◆ Extracted data:
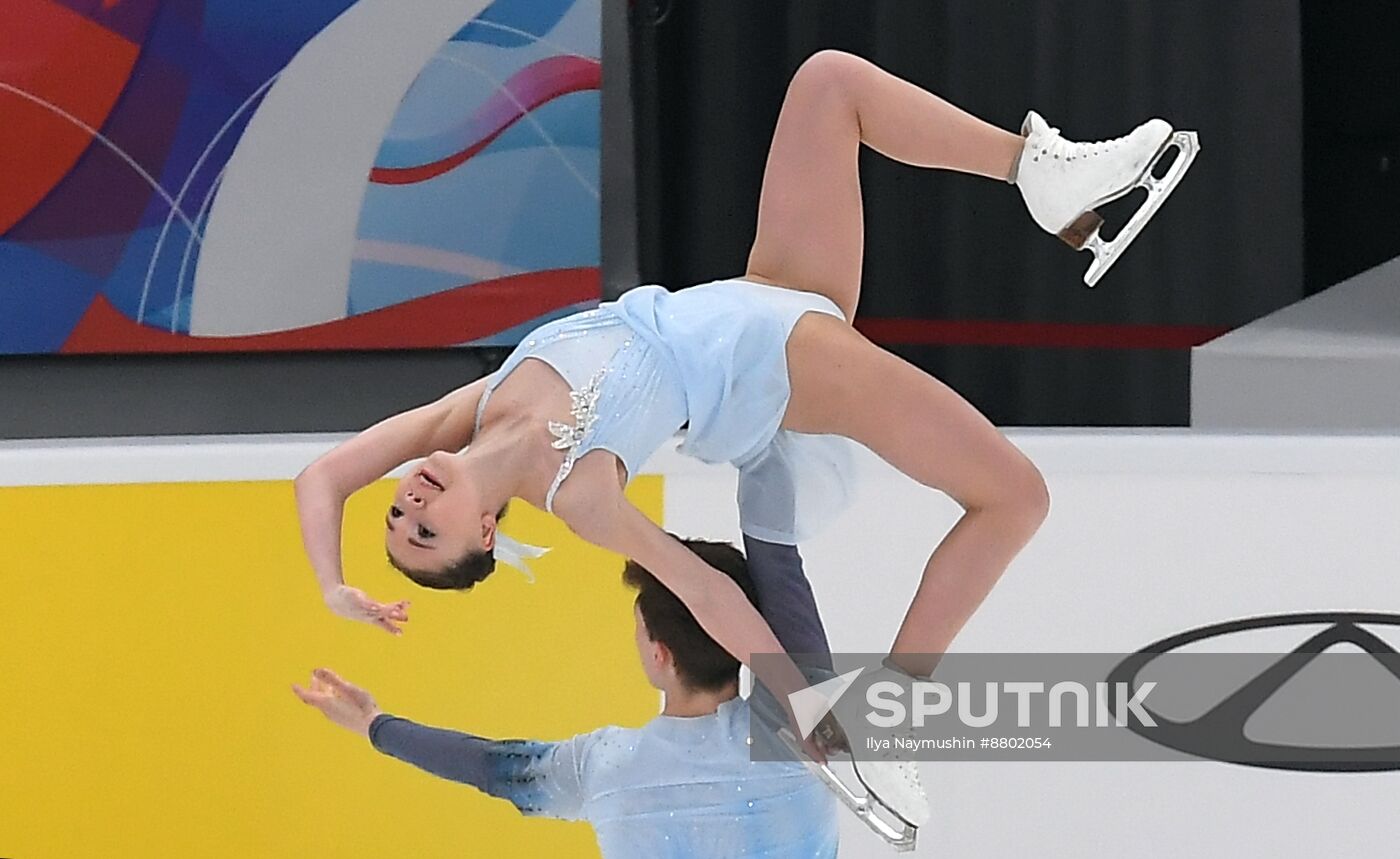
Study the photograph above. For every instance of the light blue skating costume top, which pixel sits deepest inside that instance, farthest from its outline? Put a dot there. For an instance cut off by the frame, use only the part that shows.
(710, 358)
(676, 788)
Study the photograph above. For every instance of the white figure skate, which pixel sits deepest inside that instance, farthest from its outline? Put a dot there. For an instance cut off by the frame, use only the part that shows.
(1063, 182)
(891, 802)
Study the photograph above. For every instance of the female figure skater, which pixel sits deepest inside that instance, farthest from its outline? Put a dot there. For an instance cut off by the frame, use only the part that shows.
(766, 370)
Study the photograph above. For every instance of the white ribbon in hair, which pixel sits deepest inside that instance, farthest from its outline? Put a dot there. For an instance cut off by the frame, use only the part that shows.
(517, 554)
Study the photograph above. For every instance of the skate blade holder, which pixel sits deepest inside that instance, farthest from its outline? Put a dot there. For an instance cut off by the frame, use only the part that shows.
(898, 833)
(1085, 232)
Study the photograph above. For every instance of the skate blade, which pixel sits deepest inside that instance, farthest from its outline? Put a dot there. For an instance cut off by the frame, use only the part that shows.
(1085, 232)
(899, 834)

◆ Task statement:
Rewrite each line of the entries above as a Markdown table with two columns, Row and Entry line, numbering the rows in order and skipping blank lines. Leave the pictures out.

◆ Correct response:
| Row | Entry line |
|---|---|
| 1 | Study the photograph above. For every instance of the light blue skating costume top, which pixel sits deepest inside that instance, farthest from its outline? Put a dot there. For an instance cut off by the frame, use only the part that shows. |
| 2 | (710, 358) |
| 3 | (676, 788) |
| 4 | Study the photograph above. For every instance of the white figure skate, which pixel sits deepest inside that instance, farthest from its outline? Put a dot there. For an instance cut off by the frame, use only the part that shows. |
| 5 | (1063, 182) |
| 6 | (891, 802) |
| 7 | Study the photograph above. For every instance of the female figure skater, which pixel sits deepest inside that instance, farthest from its outline? Put a dot there. For an instance cut off by the frame, use only the part that shows. |
| 8 | (766, 370) |
| 9 | Study the photograph above. For every instance of the white ribbon in hair, which pixel sits deepest inside that instance, farthest from its outline? Put a dot there. For an instance cut off by the frame, use only the part that shows. |
| 10 | (517, 554) |
| 11 | Study the photograph above. For every instance of the skate blade holder, which pixel sits deepest inside that instance, farthest from its outline? Put a dot there. For an instance cut off by the frame, use only the part that shows. |
| 12 | (898, 833) |
| 13 | (1085, 232) |
| 14 | Study the photograph above. For every instance of the skate blade, which pixel sits deepest inside that instance, farthest from its outline? Put a dot there. For an instance cut off by the frame, use only the part that shows. |
| 15 | (1085, 232) |
| 16 | (899, 834) |